◆ **Aim of the exercise**: Return the records word for word. Pictures do not belong in the copy.

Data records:
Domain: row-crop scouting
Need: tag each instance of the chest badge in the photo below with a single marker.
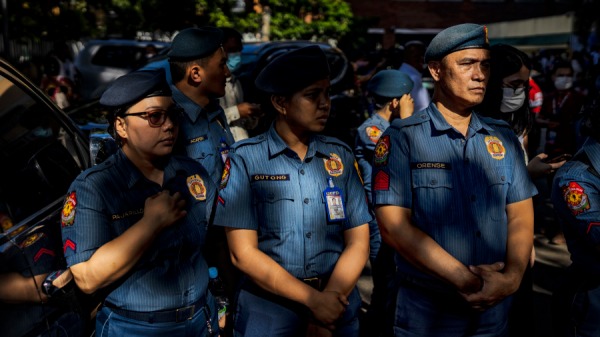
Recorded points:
(576, 198)
(495, 147)
(373, 133)
(382, 151)
(334, 165)
(196, 187)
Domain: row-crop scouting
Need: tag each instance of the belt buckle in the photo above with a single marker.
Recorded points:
(314, 282)
(185, 313)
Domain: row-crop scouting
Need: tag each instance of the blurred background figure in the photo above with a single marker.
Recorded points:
(241, 115)
(414, 51)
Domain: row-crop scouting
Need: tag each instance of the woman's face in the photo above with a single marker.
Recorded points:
(307, 110)
(144, 139)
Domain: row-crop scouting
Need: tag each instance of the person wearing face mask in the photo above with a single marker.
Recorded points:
(241, 116)
(560, 110)
(390, 90)
(506, 99)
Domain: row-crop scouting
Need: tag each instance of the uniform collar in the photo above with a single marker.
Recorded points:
(440, 124)
(192, 110)
(592, 150)
(277, 145)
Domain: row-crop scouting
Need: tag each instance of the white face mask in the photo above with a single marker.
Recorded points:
(512, 99)
(563, 82)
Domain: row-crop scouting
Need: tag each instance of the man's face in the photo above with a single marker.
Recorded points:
(462, 77)
(215, 74)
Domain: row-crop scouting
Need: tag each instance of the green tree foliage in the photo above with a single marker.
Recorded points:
(76, 19)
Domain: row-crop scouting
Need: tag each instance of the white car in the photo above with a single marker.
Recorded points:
(102, 61)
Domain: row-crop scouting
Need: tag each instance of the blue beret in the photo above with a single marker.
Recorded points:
(455, 38)
(390, 84)
(293, 71)
(195, 43)
(135, 86)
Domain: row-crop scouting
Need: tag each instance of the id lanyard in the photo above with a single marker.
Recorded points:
(334, 203)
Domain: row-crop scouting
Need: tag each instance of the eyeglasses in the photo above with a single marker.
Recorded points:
(156, 118)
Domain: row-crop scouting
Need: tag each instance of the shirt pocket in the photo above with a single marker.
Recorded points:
(432, 196)
(499, 179)
(274, 203)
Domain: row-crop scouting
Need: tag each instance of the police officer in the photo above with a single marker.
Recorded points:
(576, 198)
(199, 73)
(295, 211)
(390, 92)
(133, 227)
(453, 198)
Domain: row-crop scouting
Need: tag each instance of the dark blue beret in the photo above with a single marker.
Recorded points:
(455, 38)
(390, 84)
(195, 43)
(135, 86)
(293, 71)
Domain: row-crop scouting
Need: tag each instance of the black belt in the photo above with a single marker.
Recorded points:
(317, 282)
(174, 315)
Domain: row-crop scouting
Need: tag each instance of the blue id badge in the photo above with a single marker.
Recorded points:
(334, 203)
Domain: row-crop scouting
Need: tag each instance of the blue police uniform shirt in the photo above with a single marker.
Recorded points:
(204, 134)
(267, 188)
(106, 200)
(457, 187)
(576, 198)
(367, 136)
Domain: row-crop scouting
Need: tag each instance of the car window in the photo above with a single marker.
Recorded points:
(38, 157)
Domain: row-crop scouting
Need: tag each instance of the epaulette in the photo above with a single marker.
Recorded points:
(335, 141)
(249, 141)
(416, 119)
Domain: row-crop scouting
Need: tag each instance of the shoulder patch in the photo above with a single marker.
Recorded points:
(67, 216)
(493, 121)
(576, 198)
(382, 151)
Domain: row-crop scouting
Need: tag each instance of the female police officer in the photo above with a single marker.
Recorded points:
(134, 225)
(295, 210)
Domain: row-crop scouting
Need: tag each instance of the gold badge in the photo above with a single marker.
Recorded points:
(373, 133)
(495, 147)
(334, 165)
(67, 216)
(196, 186)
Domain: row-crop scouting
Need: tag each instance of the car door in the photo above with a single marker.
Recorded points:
(41, 152)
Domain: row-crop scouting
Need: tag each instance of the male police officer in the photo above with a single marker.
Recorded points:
(576, 198)
(453, 198)
(390, 92)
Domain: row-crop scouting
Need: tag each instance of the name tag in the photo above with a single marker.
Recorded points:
(127, 214)
(270, 177)
(198, 139)
(428, 165)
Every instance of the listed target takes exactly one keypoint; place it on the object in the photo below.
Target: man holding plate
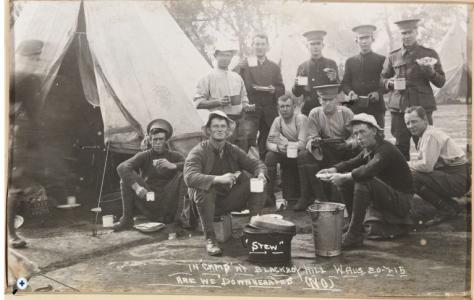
(378, 180)
(407, 74)
(264, 84)
(318, 70)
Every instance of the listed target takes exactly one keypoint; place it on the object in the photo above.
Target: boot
(126, 221)
(447, 208)
(305, 200)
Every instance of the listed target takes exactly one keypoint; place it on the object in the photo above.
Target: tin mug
(399, 83)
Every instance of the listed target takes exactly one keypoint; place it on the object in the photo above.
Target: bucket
(327, 222)
(267, 246)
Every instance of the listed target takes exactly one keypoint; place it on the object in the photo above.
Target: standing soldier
(262, 78)
(407, 74)
(316, 71)
(362, 76)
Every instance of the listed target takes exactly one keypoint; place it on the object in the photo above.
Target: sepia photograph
(285, 148)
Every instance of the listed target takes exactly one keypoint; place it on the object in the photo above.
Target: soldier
(264, 84)
(362, 75)
(316, 71)
(408, 80)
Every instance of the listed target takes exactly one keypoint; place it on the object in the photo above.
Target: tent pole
(94, 229)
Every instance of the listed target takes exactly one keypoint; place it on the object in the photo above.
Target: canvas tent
(134, 60)
(454, 55)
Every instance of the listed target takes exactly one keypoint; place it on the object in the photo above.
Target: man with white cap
(440, 169)
(224, 90)
(218, 174)
(362, 76)
(327, 144)
(378, 180)
(152, 180)
(316, 71)
(407, 74)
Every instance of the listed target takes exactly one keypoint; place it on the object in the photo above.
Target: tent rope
(94, 230)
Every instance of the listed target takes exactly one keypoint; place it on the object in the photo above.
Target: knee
(271, 159)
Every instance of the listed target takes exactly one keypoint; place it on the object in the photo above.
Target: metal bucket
(327, 222)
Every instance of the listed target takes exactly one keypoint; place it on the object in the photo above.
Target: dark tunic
(402, 63)
(314, 70)
(385, 162)
(362, 75)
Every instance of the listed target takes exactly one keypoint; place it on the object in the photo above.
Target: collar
(318, 59)
(409, 49)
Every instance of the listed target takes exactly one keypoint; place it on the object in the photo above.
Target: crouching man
(152, 180)
(440, 167)
(378, 180)
(215, 173)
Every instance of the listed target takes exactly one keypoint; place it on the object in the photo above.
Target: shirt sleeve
(429, 153)
(273, 133)
(349, 165)
(243, 92)
(387, 73)
(129, 169)
(372, 168)
(202, 91)
(302, 122)
(346, 83)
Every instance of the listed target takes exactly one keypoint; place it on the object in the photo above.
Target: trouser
(393, 205)
(14, 197)
(215, 202)
(402, 135)
(168, 198)
(259, 122)
(287, 164)
(441, 184)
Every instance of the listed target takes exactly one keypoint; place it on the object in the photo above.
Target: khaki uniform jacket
(200, 161)
(418, 92)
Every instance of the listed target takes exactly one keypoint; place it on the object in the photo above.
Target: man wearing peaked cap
(408, 80)
(223, 89)
(152, 180)
(326, 145)
(218, 174)
(316, 71)
(376, 185)
(362, 75)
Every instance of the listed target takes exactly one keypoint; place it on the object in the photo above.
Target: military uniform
(401, 63)
(362, 76)
(314, 70)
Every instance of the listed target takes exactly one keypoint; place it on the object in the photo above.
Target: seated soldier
(440, 168)
(377, 180)
(288, 127)
(215, 173)
(152, 179)
(327, 144)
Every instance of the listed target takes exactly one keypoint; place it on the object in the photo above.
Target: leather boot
(305, 190)
(447, 208)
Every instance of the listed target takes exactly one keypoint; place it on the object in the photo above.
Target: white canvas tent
(142, 65)
(454, 54)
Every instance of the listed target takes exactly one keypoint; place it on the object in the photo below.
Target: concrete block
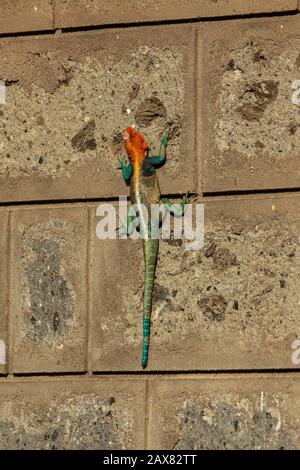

◆ **Answer box**:
Domain: row-crop scouting
Need: tag each instance of the chest badge in the photo below with a single marker.
Recorded points:
(576, 198)
(495, 147)
(373, 133)
(382, 151)
(334, 165)
(196, 187)
Domain: row-crop scouting
Need: tag each instance of the belt buckle in the photo above with a single marker.
Recorded points:
(314, 282)
(185, 313)
Domain: row-crop scouting
Need: tag each instance of the blurred background figure in the photo above with a single marker.
Recorded points:
(241, 115)
(414, 51)
Domain: row-crop scouting
Need: tag each instance of the woman's face in the photo above with a single marker.
Recorded points:
(307, 110)
(144, 139)
Domain: row-crop scouting
Need: tag each instance of the person wearing face mask in the photo above with a single marker.
Recorded points:
(241, 116)
(560, 110)
(390, 90)
(506, 99)
Domain: row-crop scouting
Need: tag each instance of the uniform collar in the photo above with a single marker.
Recorded points:
(440, 124)
(192, 110)
(592, 150)
(277, 145)
Domain: row-crop scouting
Need: tag each instance of the white face mask in the photo above with a single marker.
Recorded points:
(512, 99)
(563, 82)
Domain: row-crop scouting
Need: tag each instance of the man's face in the photo above with a single marker.
Recorded points:
(462, 77)
(215, 74)
Domain: row-crop scouting
Need: tag each instance of the green tree foliage in the photo above with a single marker.
Recorded points:
(76, 19)
Domain: row-crop scouting
Need: tag each instance of the white car in the photo above with a single marker.
Recorded points:
(102, 61)
Domain: row-crop scouting
Need: tag each instance of the blue beret in the photo above with a single marker.
Recorded points:
(455, 38)
(390, 84)
(293, 71)
(195, 43)
(135, 86)
Domain: row-crop scouting
Need: tag each instance of the id lanyard in the photo above with a single marker.
Recorded points:
(334, 203)
Domain: row-crop scouting
Need: tag each instance of the eyeglasses in the photo above with a single marker.
Recorded points:
(156, 118)
Domain: row-crop scouting
Need: tag each instance of the shirt pocket in the photo above with a single marker.
Recorded points:
(432, 196)
(499, 179)
(274, 203)
Domain: row-crop scouting
Need: tag each instance of the police officer in the photo above with a single marker.
Recorded points:
(576, 198)
(199, 73)
(295, 211)
(390, 92)
(133, 227)
(453, 198)
Domain: row-crop scouting
Need: tag each instance of the dark blue beret in the photo above with a single marker.
Recorded points:
(455, 38)
(390, 84)
(195, 43)
(135, 86)
(293, 71)
Domain: row-crop scouting
Need: tag each instance of the black belt in the photo above with a single marker.
Recorded points:
(317, 282)
(174, 315)
Domain: row-crop scouting
Need: tag each instance of the blue id badge in the photo above with a single marker.
Recorded points:
(334, 203)
Domain: row-crop scouting
Need: tag each instance of the blue police uniform shirt in the photo above with a single marker.
Recorded points:
(204, 134)
(267, 188)
(106, 200)
(457, 187)
(576, 198)
(367, 136)
Domain: row-crop scouting
Need: tag each instance of the car window in the photo above with a single marker.
Recorded points:
(38, 157)
Domain: row-crop scouting
Need: tag each instance of the epaulette in the photo above with a single marker.
Recorded points:
(335, 141)
(249, 141)
(416, 119)
Domain: row-crop scouting
Need: tag each instance of the shoulder patch in the photo above with a single marker.
Recorded points:
(67, 216)
(493, 121)
(576, 198)
(382, 151)
Domain: row-crop scouting
Need: tag each instance of the female police officer in the photo above with a single marker.
Recorded points:
(134, 225)
(295, 210)
Domain: row-crop scouting
Need: tag each instance of the gold badge in the photo above with a single marker.
Recorded points:
(373, 133)
(495, 147)
(334, 165)
(67, 216)
(196, 186)
Domain: row-crop scouting
Need: tag each instance of the car door in the photo above with a single marker.
Recorded points:
(41, 152)
Domain: row-crop scouting
Need: tag each instance of the male police officer in the photo above with a single marker.
Recorded points:
(576, 198)
(453, 198)
(390, 92)
Domain: row-crop scouting
Need: tag each instance of the name tag in the photo above with a single marker.
Recorded points:
(127, 214)
(270, 177)
(198, 139)
(428, 165)
Every instance of the listed target takes exactly one keypoint; place it on the object in the photo below.
Target: man holding plate
(378, 180)
(407, 74)
(264, 84)
(318, 70)
Every instance of the listed target takes exactly one keypoint; place it on the object in the photo above.
Target: boot
(126, 221)
(447, 208)
(305, 200)
Every instance of the listed target takes exactly one keypoint; place it on the object in the photo above.
Target: tin mug
(399, 83)
Every instance of the listed target takes exactly one keypoint; place it on the object in the photo above.
Target: bucket
(327, 222)
(267, 246)
Every instance of the listed target takes exactly one keypoint; place it on the object in the photo above.
Target: standing soldier
(262, 78)
(407, 74)
(316, 71)
(362, 76)
Every instance of the listed target takes exactly one keypoint; place it on the object in the photo above.
Target: sepia photograph
(285, 148)
Every instance of the listed target takes exactly one keypoint; place it on the object in the photo above.
Target: soldier
(264, 84)
(362, 75)
(316, 71)
(408, 80)
Every instance of the listed target takes exactly one keypoint; place it on the object in the photo above.
Target: tent pole
(94, 229)
Every instance of the listed target takes exactly one keypoint; place it on the object in the photo above.
Target: canvas tent
(134, 60)
(454, 55)
Every instance of the listed target takes exactly one keypoint; place it on the object in the photo above.
Target: man with white cap
(440, 169)
(224, 90)
(218, 174)
(362, 76)
(327, 144)
(378, 180)
(152, 180)
(316, 71)
(407, 74)
Every instance of the listed target takes exactly one keypoint; place it on the object in the photo above.
Target: tent rope
(94, 230)
Every instance of the listed target takes exactly one keypoint; place it on the object in the photo above.
Target: knee
(271, 159)
Every instance of the listed target takes exactly one keypoint; place it on the object in the photo above.
Target: metal bucket
(327, 222)
Every instance of the listed target takes exactly one keypoint; place it on the object in the photo above.
Target: dark tunic
(402, 63)
(314, 70)
(385, 162)
(362, 75)
Every instance of the listed target takes exactly one keypoint; place it on the object in the photo above.
Target: collar
(318, 59)
(409, 49)
Every instance of the listed target takes exactly one keypoint; place it on the object in the photo above.
Target: crouching man
(152, 180)
(440, 167)
(378, 180)
(215, 173)
Every instance of the listed target takes exactly one keypoint; place it on the object in the photo above.
Target: shirt sleeve
(429, 153)
(273, 133)
(349, 165)
(243, 92)
(387, 73)
(129, 169)
(372, 168)
(202, 91)
(302, 122)
(346, 83)
Every instance of the listed target takes exactly one keypoint; place it on the object in the photo above.
Target: trouser
(393, 205)
(14, 197)
(215, 202)
(402, 135)
(168, 198)
(259, 122)
(287, 164)
(441, 184)
Every instance of the listed target takes exactly one keypoint; place it on the object in the photo above.
Target: khaki uniform jacket
(200, 161)
(418, 92)
Every instance of the listed target takes exactly one keypoint; place it on the object in the photo above.
Target: man wearing peaked cap
(408, 80)
(223, 89)
(152, 180)
(326, 145)
(218, 174)
(316, 71)
(376, 185)
(362, 75)
Every instance of the listed target takes exactly one keypoint; place it on the object in the photo above.
Target: military uniform
(401, 63)
(362, 76)
(314, 70)
Every instance of the listed target takes exactly one keypoint; place it on the object in the photo above.
Target: seated soldier
(440, 168)
(377, 180)
(288, 127)
(215, 173)
(152, 179)
(327, 144)
Every instance of the listed target takes exactly one keypoint; place it on the object in the photo above.
Target: leather boot
(305, 190)
(447, 208)
Every instance of the listed target takes exactly one keypoint; place it on the object in the photo above.
Target: white canvas tent
(142, 65)
(454, 54)
Every instance of the listed target takes exactly one keypoint; place it on the object in the photo below.
Target: concrete block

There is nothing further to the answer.